*Raw records*.
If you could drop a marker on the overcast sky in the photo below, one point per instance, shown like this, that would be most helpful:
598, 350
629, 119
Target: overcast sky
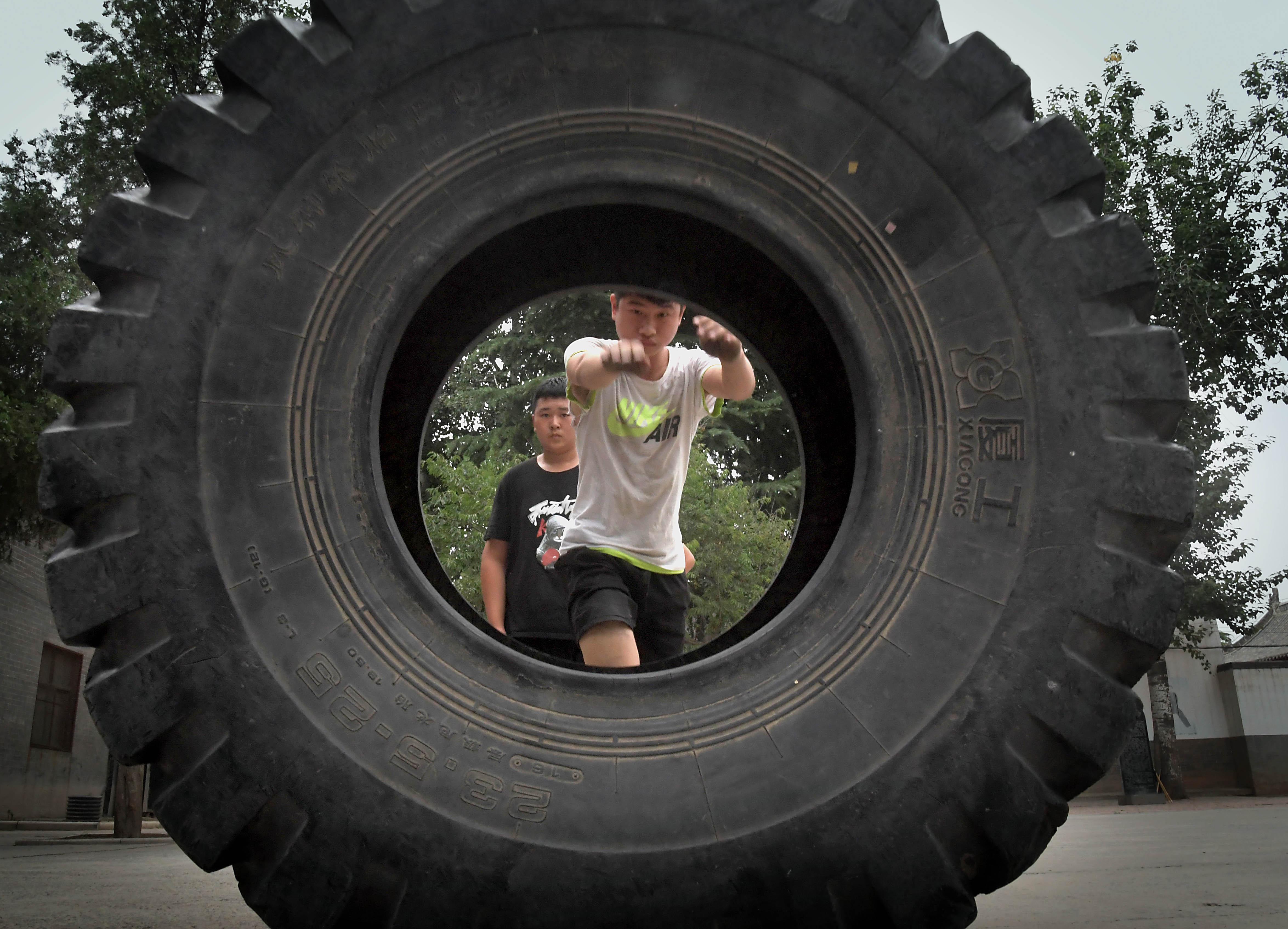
1188, 48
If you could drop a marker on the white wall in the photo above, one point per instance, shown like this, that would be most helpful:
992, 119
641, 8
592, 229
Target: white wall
1198, 711
1256, 700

*Given task*.
Can you copy all the data above word for word, leaving out the pictures?

*Output for this exercise*.
If you could drop a marker on the overcast sky in the photo below, one point per instance, shown like this, that would be most helpful:
598, 350
629, 119
Target: overcast sky
1188, 48
If you could drop a marker on the white wall in the photo above, one point per instance, shown like this, that would be most helpful:
992, 119
641, 8
592, 229
Target: white wall
1198, 711
1256, 700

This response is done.